**提示テキスト:**
((

なぜ神に祈るの?捧げ物をするの?ー帰依者とは

月1回のヴェーダーンタ勉強会、スワミ・ダヤーナンダジ(私の先生、スワミ・チェータナーナンダジの先生)のテレビ番組「スピリチュアル・ヘリテージ」の日本語訳をみんなで読んでいます。

私個人の振り返りと、整理のために、ブログに思ったことを書いていこうと思います。

前回のお話を簡単に振り返ります。


好ましくない状況に直面したとき、それは自分のせいだと責めたり、失敗したと落ち込んでも、役に立ちません。

状況は、私の行いの結果もあるかもしれないけれど、他の要因もあるかもしれない。

宇宙の法則、イーシュワラから与えられたものである、ということだけが、客観的な見方です。

どのような結果も、イーシュワラからのプラサーダだと受け取る、「プラサーダブッディ」です。

そのようにイーシュワラと私の関係に気づいて、保っていることが、バクティ(帰依)と言われました。


今回は、第47話「異なったタイプの帰依者たち」です。


私は、ヨガ、ヴェーダーンタを通して、初めてインドの文化、特に祈りに触れた時、不思議に思っていました。

「なぜ、障害を取り除いてください」という祈りなのか?


私はずっと、神様にお願いをするときは、

「どうか、志望校に合格させてください」

「希望通りに就職できますように」

「良いご縁を下さい」

という祈りだったので、全然違う祈り方だなぁと思っていました。


ヴェーダーンタを学んで、その意味がわかってきました。


私たちは神に頼んでいるのではありません。

私たちの文化では、食物を与えてほしいと神に願うのはありません。

これは与えて欲しいとか、あれを与えて欲しいというのはありません。

私たちがしなければならないことを私たちはするのです。

私たちは、神に障害物を取り除くように頼むのです。

妨げを何とかしてもらうように頼むのです。

私たちには見えない領域からの妨げです。

あなたのためにならずに、 あなたを妨げるものです。

))

**データ内容:**
((

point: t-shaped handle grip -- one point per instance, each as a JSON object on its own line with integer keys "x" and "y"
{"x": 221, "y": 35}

))

**作業:** 上に示した祈りと帰依者についての文章を、最初から最後まで一字も変えずに書き写してください。

**作業の回答:**
なぜ神に祈るの?捧げ物をするの?ー帰依者とは

月1回のヴェーダーンタ勉強会、スワミ・ダヤーナンダジ(私の先生、スワミ・チェータナーナンダジの先生)のテレビ番組「スピリチュアル・ヘリテージ」の日本語訳をみんなで読んでいます。

私個人の振り返りと、整理のために、ブログに思ったことを書いていこうと思います。

前回のお話を簡単に振り返ります。


好ましくない状況に直面したとき、それは自分のせいだと責めたり、失敗したと落ち込んでも、役に立ちません。

状況は、私の行いの結果もあるかもしれないけれど、他の要因もあるかもしれない。

宇宙の法則、イーシュワラから与えられたものである、ということだけが、客観的な見方です。

どのような結果も、イーシュワラからのプラサーダだと受け取る、「プラサーダブッディ」です。

そのようにイーシュワラと私の関係に気づいて、保っていることが、バクティ(帰依)と言われました。


今回は、第47話「異なったタイプの帰依者たち」です。


私は、ヨガ、ヴェーダーンタを通して、初めてインドの文化、特に祈りに触れた時、不思議に思っていました。

「なぜ、障害を取り除いてください」という祈りなのか?


私はずっと、神様にお願いをするときは、

「どうか、志望校に合格させてください」

「希望通りに就職できますように」

「良いご縁を下さい」

という祈りだったので、全然違う祈り方だなぁと思っていました。


ヴェーダーンタを学んで、その意味がわかってきました。


私たちは神に頼んでいるのではありません。

私たちの文化では、食物を与えてほしいと神に願うのはありません。

これは与えて欲しいとか、あれを与えて欲しいというのはありません。

私たちがしなければならないことを私たちはするのです。

私たちは、神に障害物を取り除くように頼むのです。

妨げを何とかしてもらうように頼むのです。

私たちには見えない領域からの妨げです。

あなたのためにならずに、 あなたを妨げるものです。